■ EXERCISE AIM ■
Could you reproduce the records below verbatim, starting at the line that contains "Mark each instance of the spectator" and continuing through the end of the records?

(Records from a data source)
__________________________________________________
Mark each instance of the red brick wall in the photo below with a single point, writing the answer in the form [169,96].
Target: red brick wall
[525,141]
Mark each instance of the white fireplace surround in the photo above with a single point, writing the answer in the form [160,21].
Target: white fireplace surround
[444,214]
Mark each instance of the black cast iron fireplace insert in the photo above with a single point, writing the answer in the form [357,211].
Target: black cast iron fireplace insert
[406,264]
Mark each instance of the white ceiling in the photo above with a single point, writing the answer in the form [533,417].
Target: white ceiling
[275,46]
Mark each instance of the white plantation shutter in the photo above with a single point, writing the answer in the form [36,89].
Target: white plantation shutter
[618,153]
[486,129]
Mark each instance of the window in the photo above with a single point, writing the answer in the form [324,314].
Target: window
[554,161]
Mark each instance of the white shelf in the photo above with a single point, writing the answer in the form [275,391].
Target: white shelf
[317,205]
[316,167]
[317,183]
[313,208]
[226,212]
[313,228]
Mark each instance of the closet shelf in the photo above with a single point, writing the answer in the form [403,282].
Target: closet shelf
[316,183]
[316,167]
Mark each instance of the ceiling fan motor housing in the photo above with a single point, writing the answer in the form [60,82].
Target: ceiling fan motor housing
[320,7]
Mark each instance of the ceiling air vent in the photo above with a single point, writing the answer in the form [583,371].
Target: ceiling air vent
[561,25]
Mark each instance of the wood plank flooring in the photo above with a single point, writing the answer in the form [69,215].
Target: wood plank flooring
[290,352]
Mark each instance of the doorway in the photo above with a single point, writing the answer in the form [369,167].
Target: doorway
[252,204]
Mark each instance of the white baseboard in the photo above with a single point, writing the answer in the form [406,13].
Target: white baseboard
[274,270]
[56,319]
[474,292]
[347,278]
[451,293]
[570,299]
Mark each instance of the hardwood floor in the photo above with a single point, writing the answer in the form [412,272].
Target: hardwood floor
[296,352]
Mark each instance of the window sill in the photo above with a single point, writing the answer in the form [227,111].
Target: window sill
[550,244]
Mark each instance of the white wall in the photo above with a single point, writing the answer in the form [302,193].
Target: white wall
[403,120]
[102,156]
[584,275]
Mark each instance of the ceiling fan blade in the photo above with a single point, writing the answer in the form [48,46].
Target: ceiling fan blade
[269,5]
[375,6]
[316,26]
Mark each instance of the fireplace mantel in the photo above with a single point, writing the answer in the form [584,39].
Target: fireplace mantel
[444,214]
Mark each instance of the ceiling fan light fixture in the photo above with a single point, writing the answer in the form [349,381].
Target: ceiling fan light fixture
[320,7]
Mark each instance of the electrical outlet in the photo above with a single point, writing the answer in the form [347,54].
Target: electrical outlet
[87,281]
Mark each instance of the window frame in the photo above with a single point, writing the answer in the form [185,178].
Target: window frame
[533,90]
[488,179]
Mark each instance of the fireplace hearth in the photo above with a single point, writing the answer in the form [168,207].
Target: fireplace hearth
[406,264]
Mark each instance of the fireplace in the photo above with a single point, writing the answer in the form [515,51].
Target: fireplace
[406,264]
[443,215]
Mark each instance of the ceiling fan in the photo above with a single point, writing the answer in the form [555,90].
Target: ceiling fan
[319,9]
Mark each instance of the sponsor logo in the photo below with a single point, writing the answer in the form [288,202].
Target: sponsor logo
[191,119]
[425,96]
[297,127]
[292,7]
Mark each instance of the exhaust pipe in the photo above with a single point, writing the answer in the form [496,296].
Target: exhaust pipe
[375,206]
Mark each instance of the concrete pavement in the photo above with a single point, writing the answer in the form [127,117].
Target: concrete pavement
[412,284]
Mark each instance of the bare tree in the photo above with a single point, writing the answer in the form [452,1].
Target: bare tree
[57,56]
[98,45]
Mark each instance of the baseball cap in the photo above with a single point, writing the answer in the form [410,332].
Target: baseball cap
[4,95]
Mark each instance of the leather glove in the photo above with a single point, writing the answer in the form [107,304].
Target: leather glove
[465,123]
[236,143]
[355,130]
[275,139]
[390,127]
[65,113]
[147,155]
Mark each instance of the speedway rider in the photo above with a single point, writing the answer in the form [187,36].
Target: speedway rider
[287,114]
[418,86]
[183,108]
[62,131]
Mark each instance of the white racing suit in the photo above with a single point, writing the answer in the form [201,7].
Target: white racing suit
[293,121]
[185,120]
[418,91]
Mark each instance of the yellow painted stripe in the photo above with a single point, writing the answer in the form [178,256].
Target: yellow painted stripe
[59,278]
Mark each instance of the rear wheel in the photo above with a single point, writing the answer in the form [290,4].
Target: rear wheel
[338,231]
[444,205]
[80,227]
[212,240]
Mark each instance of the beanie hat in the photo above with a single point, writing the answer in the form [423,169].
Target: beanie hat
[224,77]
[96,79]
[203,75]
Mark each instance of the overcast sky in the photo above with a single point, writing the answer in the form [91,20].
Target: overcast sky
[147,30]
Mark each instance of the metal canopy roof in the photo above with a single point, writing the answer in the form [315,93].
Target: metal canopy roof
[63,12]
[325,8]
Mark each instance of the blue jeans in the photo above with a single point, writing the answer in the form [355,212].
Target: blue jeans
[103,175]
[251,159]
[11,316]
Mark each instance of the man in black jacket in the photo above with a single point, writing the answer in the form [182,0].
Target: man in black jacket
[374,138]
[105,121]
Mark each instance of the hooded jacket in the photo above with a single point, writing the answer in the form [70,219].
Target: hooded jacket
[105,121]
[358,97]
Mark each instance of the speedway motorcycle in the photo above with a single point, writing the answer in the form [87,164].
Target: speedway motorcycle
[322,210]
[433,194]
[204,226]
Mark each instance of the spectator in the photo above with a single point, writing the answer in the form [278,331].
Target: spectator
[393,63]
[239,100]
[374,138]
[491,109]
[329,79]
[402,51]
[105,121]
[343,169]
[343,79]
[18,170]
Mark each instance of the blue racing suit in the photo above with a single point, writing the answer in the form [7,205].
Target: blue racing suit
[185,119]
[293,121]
__________________________________________________
■ FINISHED EXERCISE ■
Mark each instance of the spectator in the photo above with a single point, writing the answer in the form [278,331].
Target: spectator
[393,63]
[239,100]
[374,138]
[491,109]
[329,79]
[402,51]
[105,121]
[343,169]
[343,79]
[18,170]
Mark each instance of the blue racing suit in the photo above with a single point, writing the answer in the form [7,205].
Target: blue racing suit
[185,119]
[293,121]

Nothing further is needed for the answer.